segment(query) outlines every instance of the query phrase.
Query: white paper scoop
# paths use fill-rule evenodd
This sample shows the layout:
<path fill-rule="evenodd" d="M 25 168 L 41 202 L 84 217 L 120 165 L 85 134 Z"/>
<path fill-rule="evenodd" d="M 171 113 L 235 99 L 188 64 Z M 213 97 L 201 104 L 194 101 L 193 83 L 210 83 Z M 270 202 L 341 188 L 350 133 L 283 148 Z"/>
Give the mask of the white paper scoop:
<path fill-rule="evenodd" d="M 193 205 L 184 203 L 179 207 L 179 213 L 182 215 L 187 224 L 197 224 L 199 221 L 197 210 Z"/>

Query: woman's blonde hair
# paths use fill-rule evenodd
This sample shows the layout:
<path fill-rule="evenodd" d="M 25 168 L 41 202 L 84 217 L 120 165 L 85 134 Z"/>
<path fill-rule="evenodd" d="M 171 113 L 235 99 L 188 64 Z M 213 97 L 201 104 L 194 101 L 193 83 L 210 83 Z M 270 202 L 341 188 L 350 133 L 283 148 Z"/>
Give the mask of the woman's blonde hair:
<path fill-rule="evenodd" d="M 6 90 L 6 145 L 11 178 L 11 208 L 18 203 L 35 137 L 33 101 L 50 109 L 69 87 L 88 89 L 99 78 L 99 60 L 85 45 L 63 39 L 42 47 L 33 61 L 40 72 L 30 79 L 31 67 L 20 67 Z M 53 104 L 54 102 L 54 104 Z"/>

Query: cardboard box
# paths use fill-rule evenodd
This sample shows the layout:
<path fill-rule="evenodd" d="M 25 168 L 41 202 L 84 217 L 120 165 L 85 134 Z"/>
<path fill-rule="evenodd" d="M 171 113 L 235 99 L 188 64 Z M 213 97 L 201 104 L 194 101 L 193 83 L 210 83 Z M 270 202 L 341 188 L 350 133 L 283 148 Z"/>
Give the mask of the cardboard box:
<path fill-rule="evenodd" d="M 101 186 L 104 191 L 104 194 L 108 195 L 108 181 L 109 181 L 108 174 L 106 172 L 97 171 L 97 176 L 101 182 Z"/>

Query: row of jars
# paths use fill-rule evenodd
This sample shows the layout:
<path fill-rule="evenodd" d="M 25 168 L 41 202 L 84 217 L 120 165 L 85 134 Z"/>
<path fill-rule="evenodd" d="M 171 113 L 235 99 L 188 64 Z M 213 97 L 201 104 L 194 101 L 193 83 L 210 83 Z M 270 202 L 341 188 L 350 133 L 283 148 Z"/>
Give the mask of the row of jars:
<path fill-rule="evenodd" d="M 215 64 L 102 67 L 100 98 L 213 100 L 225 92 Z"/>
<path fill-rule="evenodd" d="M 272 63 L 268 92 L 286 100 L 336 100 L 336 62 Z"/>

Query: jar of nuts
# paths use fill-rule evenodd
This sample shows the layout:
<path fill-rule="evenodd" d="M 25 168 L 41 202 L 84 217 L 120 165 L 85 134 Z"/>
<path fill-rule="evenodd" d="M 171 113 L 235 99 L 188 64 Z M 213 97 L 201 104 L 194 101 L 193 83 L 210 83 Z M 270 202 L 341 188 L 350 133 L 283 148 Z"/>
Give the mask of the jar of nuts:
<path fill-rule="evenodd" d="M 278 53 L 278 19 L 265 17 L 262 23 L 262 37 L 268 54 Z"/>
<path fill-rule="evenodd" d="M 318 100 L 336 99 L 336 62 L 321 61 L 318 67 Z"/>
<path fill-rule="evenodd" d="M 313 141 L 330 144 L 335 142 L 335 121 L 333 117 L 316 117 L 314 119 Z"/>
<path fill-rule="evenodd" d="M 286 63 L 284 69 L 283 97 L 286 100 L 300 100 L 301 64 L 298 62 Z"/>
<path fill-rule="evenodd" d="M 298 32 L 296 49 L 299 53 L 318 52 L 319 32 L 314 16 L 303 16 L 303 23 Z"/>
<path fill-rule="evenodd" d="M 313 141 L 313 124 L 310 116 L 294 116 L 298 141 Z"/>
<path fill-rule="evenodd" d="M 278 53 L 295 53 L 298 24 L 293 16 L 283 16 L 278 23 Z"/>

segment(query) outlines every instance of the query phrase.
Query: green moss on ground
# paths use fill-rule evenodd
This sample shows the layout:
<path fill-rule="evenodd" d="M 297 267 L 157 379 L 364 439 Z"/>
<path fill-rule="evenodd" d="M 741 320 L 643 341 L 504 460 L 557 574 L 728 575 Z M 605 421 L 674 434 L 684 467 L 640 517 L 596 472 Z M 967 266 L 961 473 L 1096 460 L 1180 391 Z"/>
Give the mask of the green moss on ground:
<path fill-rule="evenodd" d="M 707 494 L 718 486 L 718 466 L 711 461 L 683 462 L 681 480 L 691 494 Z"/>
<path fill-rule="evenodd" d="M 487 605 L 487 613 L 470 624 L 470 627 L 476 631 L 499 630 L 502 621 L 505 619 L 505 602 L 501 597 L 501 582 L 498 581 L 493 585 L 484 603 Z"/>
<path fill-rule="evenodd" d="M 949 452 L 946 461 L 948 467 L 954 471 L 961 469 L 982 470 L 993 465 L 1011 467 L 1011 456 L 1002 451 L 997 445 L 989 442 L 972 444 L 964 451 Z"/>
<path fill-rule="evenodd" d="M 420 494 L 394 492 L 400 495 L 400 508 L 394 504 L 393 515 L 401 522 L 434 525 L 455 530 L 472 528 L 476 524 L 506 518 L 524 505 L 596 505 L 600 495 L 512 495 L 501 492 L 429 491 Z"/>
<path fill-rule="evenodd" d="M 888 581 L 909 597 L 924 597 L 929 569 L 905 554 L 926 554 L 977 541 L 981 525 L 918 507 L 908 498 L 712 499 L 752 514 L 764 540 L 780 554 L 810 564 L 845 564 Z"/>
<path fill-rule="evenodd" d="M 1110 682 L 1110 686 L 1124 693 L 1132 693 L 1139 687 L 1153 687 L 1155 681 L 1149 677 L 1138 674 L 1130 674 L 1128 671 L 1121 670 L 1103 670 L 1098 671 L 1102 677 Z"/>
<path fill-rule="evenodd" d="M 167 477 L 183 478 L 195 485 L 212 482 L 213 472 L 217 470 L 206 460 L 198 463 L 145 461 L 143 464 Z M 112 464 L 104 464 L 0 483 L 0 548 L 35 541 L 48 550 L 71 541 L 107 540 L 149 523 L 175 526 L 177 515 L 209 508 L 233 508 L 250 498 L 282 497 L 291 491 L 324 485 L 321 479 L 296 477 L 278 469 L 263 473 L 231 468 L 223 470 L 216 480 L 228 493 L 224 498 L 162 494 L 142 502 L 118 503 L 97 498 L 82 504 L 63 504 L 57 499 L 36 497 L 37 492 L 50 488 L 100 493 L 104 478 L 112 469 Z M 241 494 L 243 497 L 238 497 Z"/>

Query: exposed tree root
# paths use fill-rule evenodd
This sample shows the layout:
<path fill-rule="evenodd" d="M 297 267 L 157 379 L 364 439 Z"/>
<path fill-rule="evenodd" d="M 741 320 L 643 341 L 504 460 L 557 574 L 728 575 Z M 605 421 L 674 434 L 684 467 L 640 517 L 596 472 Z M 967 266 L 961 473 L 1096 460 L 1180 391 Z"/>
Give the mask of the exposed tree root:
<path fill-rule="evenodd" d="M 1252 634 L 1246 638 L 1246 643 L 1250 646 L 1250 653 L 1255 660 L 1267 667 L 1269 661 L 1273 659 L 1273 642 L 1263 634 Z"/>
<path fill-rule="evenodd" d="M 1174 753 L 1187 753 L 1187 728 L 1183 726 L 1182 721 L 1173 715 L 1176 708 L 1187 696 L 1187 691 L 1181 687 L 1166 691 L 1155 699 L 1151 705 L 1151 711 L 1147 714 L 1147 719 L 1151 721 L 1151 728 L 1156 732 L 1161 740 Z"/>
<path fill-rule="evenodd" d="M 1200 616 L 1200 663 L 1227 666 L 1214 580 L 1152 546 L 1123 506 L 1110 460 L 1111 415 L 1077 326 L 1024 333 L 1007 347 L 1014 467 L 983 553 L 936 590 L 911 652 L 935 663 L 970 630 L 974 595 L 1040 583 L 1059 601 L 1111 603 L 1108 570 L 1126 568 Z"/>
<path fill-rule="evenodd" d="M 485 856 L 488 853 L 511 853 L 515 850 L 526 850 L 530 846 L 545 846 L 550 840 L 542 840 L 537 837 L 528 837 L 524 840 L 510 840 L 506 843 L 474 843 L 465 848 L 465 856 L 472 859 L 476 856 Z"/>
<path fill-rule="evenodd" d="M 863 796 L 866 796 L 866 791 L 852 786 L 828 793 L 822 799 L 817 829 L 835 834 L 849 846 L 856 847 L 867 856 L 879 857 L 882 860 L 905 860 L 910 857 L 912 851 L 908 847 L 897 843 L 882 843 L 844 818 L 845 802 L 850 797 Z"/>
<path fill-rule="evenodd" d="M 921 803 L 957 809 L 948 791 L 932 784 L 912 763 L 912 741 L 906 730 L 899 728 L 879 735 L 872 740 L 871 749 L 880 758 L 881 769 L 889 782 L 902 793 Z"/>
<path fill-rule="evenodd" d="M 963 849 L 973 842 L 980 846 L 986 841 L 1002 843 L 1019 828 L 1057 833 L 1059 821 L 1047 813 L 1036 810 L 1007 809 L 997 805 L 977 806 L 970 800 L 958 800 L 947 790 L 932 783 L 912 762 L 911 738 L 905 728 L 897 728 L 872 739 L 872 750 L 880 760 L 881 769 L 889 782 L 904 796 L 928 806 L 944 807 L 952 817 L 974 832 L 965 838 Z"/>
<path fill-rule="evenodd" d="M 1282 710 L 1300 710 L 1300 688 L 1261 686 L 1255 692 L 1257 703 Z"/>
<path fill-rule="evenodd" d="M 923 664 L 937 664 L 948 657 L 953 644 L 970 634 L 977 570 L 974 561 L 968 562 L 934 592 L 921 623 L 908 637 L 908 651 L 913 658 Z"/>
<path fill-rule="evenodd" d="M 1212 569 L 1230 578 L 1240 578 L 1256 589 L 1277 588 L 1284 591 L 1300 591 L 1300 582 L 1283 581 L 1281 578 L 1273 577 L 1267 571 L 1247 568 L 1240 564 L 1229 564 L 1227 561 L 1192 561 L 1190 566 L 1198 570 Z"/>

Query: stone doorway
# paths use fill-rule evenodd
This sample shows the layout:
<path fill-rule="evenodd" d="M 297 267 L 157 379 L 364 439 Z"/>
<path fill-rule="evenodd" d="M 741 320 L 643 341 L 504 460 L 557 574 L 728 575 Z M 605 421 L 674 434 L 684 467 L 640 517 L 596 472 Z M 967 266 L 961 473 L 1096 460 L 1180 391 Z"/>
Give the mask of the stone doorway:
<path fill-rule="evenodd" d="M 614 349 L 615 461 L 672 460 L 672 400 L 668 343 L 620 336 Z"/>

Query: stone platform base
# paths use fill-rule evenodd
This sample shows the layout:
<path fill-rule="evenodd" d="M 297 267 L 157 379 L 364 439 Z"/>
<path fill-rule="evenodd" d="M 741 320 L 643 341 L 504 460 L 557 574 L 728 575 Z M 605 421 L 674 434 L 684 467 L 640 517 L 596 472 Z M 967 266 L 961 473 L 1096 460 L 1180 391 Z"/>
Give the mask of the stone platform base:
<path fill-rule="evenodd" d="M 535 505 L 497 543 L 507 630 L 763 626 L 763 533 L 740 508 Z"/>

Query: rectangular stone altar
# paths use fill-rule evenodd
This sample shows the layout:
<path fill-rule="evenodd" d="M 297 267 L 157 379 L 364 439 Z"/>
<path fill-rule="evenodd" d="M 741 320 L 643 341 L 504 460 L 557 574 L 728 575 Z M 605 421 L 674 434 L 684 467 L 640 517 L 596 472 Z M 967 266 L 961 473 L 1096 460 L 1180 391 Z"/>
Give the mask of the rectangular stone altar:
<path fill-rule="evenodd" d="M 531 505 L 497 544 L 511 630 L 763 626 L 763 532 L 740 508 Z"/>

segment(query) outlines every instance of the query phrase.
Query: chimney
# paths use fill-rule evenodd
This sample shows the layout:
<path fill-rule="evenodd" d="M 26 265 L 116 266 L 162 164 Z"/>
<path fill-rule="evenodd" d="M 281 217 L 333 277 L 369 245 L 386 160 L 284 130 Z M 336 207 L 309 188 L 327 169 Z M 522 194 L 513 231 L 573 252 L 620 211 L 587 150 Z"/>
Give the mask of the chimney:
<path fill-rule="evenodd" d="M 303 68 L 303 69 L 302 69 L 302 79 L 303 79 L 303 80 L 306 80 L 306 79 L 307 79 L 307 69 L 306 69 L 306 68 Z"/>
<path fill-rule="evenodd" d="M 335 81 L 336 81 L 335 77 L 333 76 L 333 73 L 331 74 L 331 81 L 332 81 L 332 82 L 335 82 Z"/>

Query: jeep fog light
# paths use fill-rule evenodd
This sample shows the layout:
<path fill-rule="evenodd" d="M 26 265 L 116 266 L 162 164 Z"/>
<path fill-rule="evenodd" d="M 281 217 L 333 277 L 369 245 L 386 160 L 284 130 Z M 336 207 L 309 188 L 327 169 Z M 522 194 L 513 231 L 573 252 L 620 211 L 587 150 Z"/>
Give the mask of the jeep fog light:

━━━━━━━━━━━━━━━━━━━━━━━━━━━━━━

_YOUR ASSIGNMENT:_
Among the lines above, return those that hold the word "jeep".

_ANSWER BOX:_
Query: jeep fog light
Give the mask of the jeep fog light:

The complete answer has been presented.